Selection
I really don't like the idea of the converter, then the adapter, then the suppressor. That's a lot of threading. If I end up having to do that, do you think I should loctite the converter and the adapter? I won't be removing those, I'll just swap the suppressor to whatever.
That many different connections would make me leery but they're probably fine as long as the machine properly and will fitted...
 
A lot of tolerance stacking going on there, and you are looking at doing it on several different platforms. I see it going wrong sooner or later, especially on a semi auto which people tend to fire faster and will get hot (not sure the heat matters though, may help here).

If you do go that way buy some check rods. However, I think I would look about getting things re-threaded if at all possible. Given the cost of the adapters, converters, can, stamps, etc doing it right from the go is the best plan in my mind. Yes, sort of sucks but I think will pay off in the long run before something comes loose and you have to send the can back for a strike.
 
Extra layers of tolerances to stack isn’t a good idea. If the can is a 7.62 can, the absolute biggest thing I would shoot through it with a thread adapter on is a 7mm. It’s not a whole lot of wiggle room but it’s enough to give peace of mind. Can strikes and baffle strikes do damage that may take $200 and a few months of waiting to fix on top of the cost of repairs.

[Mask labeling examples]
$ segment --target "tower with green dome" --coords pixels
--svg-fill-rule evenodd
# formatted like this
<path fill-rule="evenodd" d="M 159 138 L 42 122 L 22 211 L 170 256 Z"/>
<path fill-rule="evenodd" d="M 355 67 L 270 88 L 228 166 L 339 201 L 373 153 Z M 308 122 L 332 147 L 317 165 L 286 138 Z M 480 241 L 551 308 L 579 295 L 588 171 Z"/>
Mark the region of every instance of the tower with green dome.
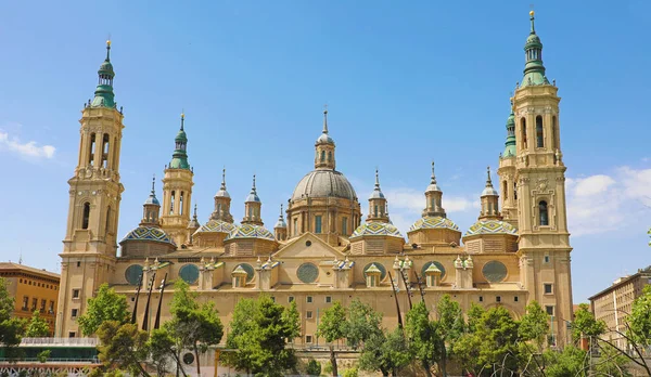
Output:
<path fill-rule="evenodd" d="M 117 256 L 117 224 L 124 186 L 119 179 L 123 114 L 113 93 L 111 41 L 98 70 L 94 98 L 84 104 L 77 167 L 68 180 L 68 219 L 61 253 L 56 337 L 81 335 L 69 313 L 110 282 Z M 73 300 L 73 290 L 76 296 Z"/>
<path fill-rule="evenodd" d="M 515 182 L 518 182 L 518 252 L 521 281 L 552 318 L 552 337 L 566 338 L 563 320 L 572 318 L 570 233 L 565 204 L 565 170 L 560 145 L 558 88 L 542 65 L 542 43 L 534 28 L 525 42 L 522 83 L 513 95 Z M 505 158 L 502 158 L 505 160 Z M 551 292 L 542 289 L 551 285 Z"/>
<path fill-rule="evenodd" d="M 186 114 L 181 114 L 181 127 L 174 138 L 174 153 L 165 167 L 163 178 L 163 213 L 161 225 L 177 245 L 190 243 L 190 212 L 194 172 L 188 162 L 188 134 Z"/>

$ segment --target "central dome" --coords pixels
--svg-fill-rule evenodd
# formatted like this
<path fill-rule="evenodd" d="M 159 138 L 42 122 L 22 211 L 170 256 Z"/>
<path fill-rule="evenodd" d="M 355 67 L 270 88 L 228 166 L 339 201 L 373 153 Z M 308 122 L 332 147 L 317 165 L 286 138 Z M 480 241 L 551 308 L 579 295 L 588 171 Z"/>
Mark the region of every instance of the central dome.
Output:
<path fill-rule="evenodd" d="M 340 197 L 349 200 L 357 200 L 355 188 L 344 174 L 336 170 L 312 170 L 303 177 L 296 185 L 293 200 L 299 200 L 305 197 Z"/>

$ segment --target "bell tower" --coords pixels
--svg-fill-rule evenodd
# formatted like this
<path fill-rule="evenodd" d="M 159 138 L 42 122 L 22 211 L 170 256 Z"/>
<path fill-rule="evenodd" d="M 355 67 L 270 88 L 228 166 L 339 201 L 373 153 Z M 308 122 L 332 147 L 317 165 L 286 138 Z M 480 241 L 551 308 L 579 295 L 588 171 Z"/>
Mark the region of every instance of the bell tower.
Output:
<path fill-rule="evenodd" d="M 518 226 L 522 284 L 551 316 L 551 336 L 569 341 L 572 321 L 570 233 L 565 205 L 565 166 L 559 133 L 556 82 L 542 65 L 542 43 L 531 16 L 524 47 L 524 78 L 513 96 L 518 177 Z"/>
<path fill-rule="evenodd" d="M 123 114 L 113 93 L 111 41 L 98 70 L 92 101 L 84 104 L 79 158 L 68 180 L 68 219 L 63 239 L 56 337 L 79 337 L 77 317 L 115 269 L 117 220 L 124 186 L 119 182 Z"/>
<path fill-rule="evenodd" d="M 194 185 L 192 182 L 194 172 L 188 162 L 188 135 L 184 122 L 186 115 L 181 114 L 181 129 L 174 139 L 174 154 L 163 178 L 163 213 L 161 214 L 161 227 L 178 246 L 188 239 Z"/>

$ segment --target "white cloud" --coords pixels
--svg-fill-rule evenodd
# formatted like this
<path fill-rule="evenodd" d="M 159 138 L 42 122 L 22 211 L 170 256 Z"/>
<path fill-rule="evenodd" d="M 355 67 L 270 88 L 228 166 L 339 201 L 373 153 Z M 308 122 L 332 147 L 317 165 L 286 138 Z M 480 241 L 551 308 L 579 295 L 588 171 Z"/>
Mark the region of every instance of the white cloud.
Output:
<path fill-rule="evenodd" d="M 611 176 L 569 178 L 566 193 L 573 235 L 636 227 L 646 224 L 651 210 L 651 169 L 622 167 Z"/>
<path fill-rule="evenodd" d="M 10 138 L 9 133 L 0 131 L 0 148 L 17 153 L 24 157 L 53 158 L 56 148 L 52 145 L 39 146 L 35 141 L 21 143 L 17 138 Z"/>

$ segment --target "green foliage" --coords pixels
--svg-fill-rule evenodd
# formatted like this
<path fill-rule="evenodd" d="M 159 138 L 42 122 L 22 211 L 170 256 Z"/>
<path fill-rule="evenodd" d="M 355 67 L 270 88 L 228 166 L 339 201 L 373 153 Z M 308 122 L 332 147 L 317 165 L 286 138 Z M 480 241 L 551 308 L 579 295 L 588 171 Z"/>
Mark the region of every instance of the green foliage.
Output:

Problem requirements
Transcribe the suppressor discussion from "That many different" to "for a strike.". The items play no part in this.

Solution
That many different connections would make me leery but they're probably fine as long as the machine properly and will fitted...
 
A lot of tolerance stacking going on there, and you are looking at doing it on several different platforms. I see it going wrong sooner or later, especially on a semi auto which people tend to fire faster and will get hot (not sure the heat matters though, may help here).

If you do go that way buy some check rods. However, I think I would look about getting things re-threaded if at all possible. Given the cost of the adapters, converters, can, stamps, etc doing it right from the go is the best plan in my mind. Yes, sort of sucks but I think will pay off in the long run before something comes loose and you have to send the can back for a strike.